Introduite sous Sarkozy sur l’impulsion de son conseiller sécurité Alain Bauer, la criminologie vient d’être rejetée du Conseil national des universités. Chercheur en sciences sociales, fervent opposant à cette discipline, Mathieu Rigouste réagit à cette décision.

La décision de promouvoir la criminologie comme une discipline scientifique autonome n’a pas survécu à l’arrivée de la gauche au pouvoir. Chercheur en sciences sociales à l’université de Paris-VIII-Saint-Denis, Mathieu Rigouste, a consacré un livre à Alain Bauer, grand pape de la criminologie.

Réagissant à la décision ministérielle de supprimer la section criminologie du Conseil national des universités (CNU), Mathieu Rigouste livre son point de vue personnel sur l’idéologie sécuritaire qui sous-tend selon lui, la promotion de cette discipline.

Pourquoi selon-vous Alain Bauer tenait-il autant à ce que la criminologie devienne une discipline universitaire autonome ?

DONNÉES BRUTES
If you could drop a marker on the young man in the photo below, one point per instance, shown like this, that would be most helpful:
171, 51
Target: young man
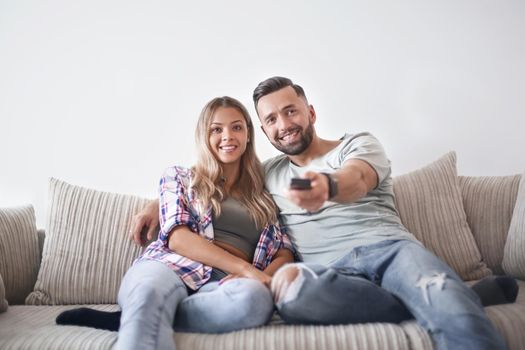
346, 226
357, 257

...

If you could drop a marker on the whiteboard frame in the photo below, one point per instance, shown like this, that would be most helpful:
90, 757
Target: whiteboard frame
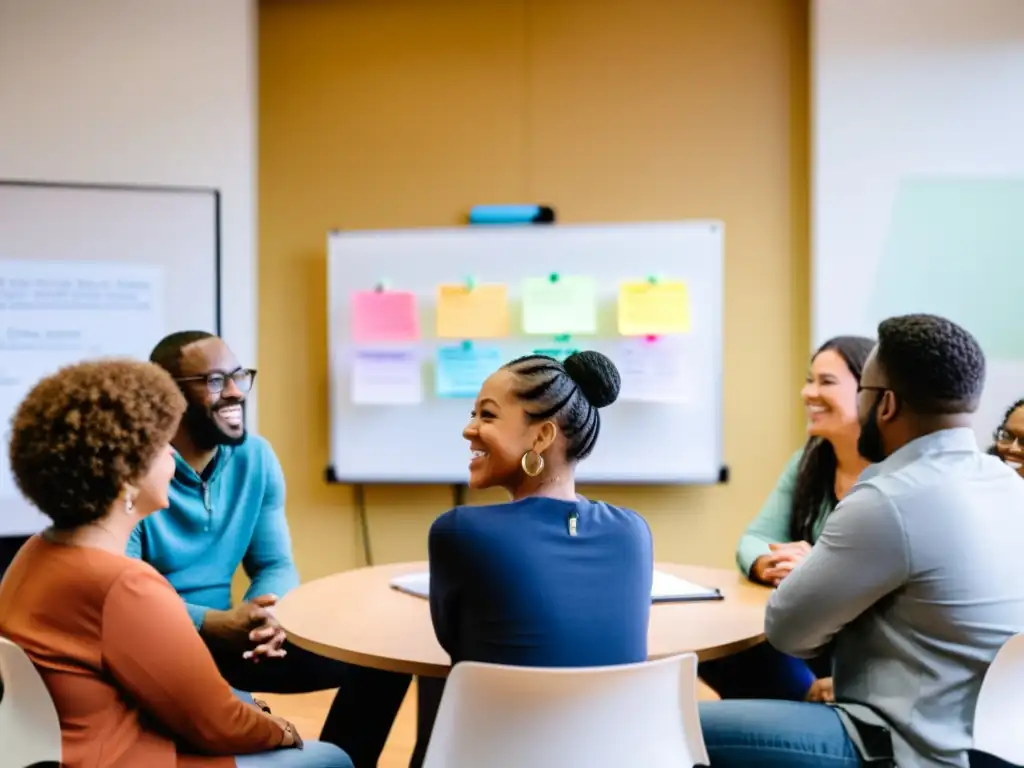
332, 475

DÉTAILS DE L'EXERCICE
Renvoie sans changement le passage du texte sur la criminologie compris entre "Introduite sous Sarkozy" et "de cette discipline.", bornes incluses. Les lignes n'ont aucun rôle ici.

RÉPONSE RÉDIGÉE
Introduite sous Sarkozy sur l’impulsion de son conseiller sécurité Alain Bauer, la criminologie vient d’être rejetée du Conseil national des universités. Chercheur en sciences sociales, fervent opposant à cette discipline, Mathieu Rigouste réagit à cette décision.

La décision de promouvoir la criminologie comme une discipline scientifique autonome n’a pas survécu à l’arrivée de la gauche au pouvoir. Chercheur en sciences sociales à l’université de Paris-VIII-Saint-Denis, Mathieu Rigouste, a consacré un livre à Alain Bauer, grand pape de la criminologie.

Réagissant à la décision ministérielle de supprimer la section criminologie du Conseil national des universités (CNU), Mathieu Rigouste livre son point de vue personnel sur l’idéologie sécuritaire qui sous-tend selon lui, la promotion de cette discipline.